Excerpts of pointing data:

****

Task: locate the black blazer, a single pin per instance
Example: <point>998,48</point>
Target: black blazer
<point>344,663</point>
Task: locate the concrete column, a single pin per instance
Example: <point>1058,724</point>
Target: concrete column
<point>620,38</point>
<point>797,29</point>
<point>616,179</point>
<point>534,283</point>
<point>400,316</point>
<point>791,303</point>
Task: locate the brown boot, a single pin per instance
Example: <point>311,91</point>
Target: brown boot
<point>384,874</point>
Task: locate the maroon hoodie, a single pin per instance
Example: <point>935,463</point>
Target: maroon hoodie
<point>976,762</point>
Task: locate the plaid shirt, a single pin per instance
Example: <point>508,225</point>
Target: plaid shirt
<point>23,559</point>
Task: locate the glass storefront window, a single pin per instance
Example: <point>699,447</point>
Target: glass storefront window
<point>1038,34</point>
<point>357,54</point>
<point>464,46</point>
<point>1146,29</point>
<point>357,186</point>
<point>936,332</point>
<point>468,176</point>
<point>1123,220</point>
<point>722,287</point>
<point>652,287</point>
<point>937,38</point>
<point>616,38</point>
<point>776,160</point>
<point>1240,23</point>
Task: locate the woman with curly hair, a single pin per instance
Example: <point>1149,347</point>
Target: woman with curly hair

****

Reproduce every line of the data above, requests included, and scale each point coordinate in the answers by 2.4, rounding to the nearest whole number with halves rounded up. Leave the coordinates in the requests and their format samples unchanged.

Task: locate the black blazer, a single pin per instance
Example: <point>998,48</point>
Target: black blazer
<point>826,1591</point>
Task: locate the concrete column, a single pin per instance
Example: <point>1058,724</point>
Target: concrete column
<point>1488,91</point>
<point>1913,70</point>
<point>1478,430</point>
<point>1282,679</point>
<point>960,758</point>
<point>1898,727</point>
Task: locate the brown boot, a single pin per instance
Example: <point>311,91</point>
Target: brown boot
<point>922,2098</point>
Task: locate the maroon hoodie, a single pin per instance
Example: <point>935,463</point>
Target: maroon hoodie
<point>2342,1829</point>
Task: locate the plaid shirt, a single pin per instance
Example: <point>508,225</point>
Target: plaid shirt
<point>55,1342</point>
Task: locate the glass storefront window, a single pin per instance
Example: <point>699,447</point>
Target: glass storefront window
<point>2491,82</point>
<point>857,130</point>
<point>1114,110</point>
<point>2750,70</point>
<point>857,446</point>
<point>2246,797</point>
<point>1123,422</point>
<point>2695,528</point>
<point>1733,689</point>
<point>1565,689</point>
<point>2249,91</point>
<point>1478,91</point>
<point>1862,384</point>
<point>2976,55</point>
Task: locate the woman with curly hair, a single pin per instance
Example: <point>1149,347</point>
Target: woman with curly hair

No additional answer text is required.